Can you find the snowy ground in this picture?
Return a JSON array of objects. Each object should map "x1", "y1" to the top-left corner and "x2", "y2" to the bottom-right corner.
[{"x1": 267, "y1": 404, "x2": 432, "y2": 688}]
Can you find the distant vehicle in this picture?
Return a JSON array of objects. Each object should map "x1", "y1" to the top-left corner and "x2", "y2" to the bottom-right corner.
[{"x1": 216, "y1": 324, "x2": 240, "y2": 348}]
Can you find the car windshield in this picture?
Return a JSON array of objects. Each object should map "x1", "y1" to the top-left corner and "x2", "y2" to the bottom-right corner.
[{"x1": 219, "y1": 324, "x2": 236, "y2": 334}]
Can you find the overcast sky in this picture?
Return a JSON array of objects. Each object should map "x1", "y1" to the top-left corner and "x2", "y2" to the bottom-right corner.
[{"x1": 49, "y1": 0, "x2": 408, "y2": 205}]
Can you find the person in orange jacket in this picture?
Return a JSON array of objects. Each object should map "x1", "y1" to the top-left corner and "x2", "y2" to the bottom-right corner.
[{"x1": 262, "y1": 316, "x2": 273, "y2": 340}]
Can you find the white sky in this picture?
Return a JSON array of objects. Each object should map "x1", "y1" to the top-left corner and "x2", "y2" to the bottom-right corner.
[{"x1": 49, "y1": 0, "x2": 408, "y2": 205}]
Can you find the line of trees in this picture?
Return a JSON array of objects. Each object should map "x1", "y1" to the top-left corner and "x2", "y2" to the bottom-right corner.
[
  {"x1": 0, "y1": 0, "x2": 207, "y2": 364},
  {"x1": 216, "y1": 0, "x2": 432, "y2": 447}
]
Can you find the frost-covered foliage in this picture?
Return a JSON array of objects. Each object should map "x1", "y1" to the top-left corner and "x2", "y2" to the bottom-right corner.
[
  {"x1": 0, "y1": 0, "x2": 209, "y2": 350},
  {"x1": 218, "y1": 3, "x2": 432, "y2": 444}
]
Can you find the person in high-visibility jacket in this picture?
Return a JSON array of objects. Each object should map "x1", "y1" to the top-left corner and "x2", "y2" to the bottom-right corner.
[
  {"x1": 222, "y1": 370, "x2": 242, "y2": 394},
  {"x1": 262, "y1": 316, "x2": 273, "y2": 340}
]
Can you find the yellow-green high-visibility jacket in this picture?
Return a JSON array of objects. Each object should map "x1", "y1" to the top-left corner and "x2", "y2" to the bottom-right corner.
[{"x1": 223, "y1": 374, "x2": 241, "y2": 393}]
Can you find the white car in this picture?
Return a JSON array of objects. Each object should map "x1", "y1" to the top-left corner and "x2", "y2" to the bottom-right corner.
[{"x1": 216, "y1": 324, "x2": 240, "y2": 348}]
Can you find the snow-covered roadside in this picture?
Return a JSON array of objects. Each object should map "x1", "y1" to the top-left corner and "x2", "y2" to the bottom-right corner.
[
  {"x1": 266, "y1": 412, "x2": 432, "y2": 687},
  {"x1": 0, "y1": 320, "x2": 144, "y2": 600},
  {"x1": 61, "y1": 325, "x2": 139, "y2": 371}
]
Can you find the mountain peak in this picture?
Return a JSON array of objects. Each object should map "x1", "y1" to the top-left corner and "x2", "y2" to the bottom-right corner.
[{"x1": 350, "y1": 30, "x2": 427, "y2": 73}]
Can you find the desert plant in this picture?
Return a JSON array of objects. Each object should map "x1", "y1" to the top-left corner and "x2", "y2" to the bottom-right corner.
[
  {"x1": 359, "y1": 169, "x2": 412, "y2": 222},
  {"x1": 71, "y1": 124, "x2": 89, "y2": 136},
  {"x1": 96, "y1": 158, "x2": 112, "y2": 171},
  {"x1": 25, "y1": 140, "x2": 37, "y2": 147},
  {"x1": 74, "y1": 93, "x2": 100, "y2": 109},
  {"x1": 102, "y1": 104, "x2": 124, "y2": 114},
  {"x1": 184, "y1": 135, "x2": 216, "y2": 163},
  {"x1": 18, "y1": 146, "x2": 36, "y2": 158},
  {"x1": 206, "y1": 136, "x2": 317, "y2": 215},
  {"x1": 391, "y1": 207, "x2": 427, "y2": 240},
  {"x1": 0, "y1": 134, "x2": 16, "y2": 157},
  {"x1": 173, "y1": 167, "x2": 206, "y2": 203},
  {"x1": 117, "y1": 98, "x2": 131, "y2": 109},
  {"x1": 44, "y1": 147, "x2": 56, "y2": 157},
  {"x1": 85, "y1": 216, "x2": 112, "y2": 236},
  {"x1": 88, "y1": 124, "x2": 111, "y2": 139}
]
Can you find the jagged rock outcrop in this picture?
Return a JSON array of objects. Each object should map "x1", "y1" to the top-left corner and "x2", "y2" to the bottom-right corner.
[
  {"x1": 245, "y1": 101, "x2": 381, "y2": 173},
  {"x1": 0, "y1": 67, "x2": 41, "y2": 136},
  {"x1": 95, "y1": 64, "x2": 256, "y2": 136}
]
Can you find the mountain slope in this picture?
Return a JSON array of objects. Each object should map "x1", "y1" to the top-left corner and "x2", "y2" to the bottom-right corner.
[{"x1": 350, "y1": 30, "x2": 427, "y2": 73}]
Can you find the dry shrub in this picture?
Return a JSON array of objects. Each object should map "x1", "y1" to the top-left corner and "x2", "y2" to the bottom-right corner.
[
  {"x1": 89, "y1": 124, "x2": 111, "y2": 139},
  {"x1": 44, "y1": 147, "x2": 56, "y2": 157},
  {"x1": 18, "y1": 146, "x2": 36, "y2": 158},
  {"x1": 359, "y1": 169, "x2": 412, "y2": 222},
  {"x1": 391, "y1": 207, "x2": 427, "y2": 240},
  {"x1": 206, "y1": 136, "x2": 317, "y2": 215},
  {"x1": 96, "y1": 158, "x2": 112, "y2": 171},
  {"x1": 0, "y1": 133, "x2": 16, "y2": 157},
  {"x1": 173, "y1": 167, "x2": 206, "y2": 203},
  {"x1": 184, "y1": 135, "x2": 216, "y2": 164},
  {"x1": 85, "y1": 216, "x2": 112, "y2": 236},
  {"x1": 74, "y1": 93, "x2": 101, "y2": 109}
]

^^^^^^^^

### GIVEN PROBLEM
Count the lines in the data above that contain the string "person", treating uppercase and lowercase letters as distinct. Reply with the number alone.

### ANSWER FOR THE TASK
2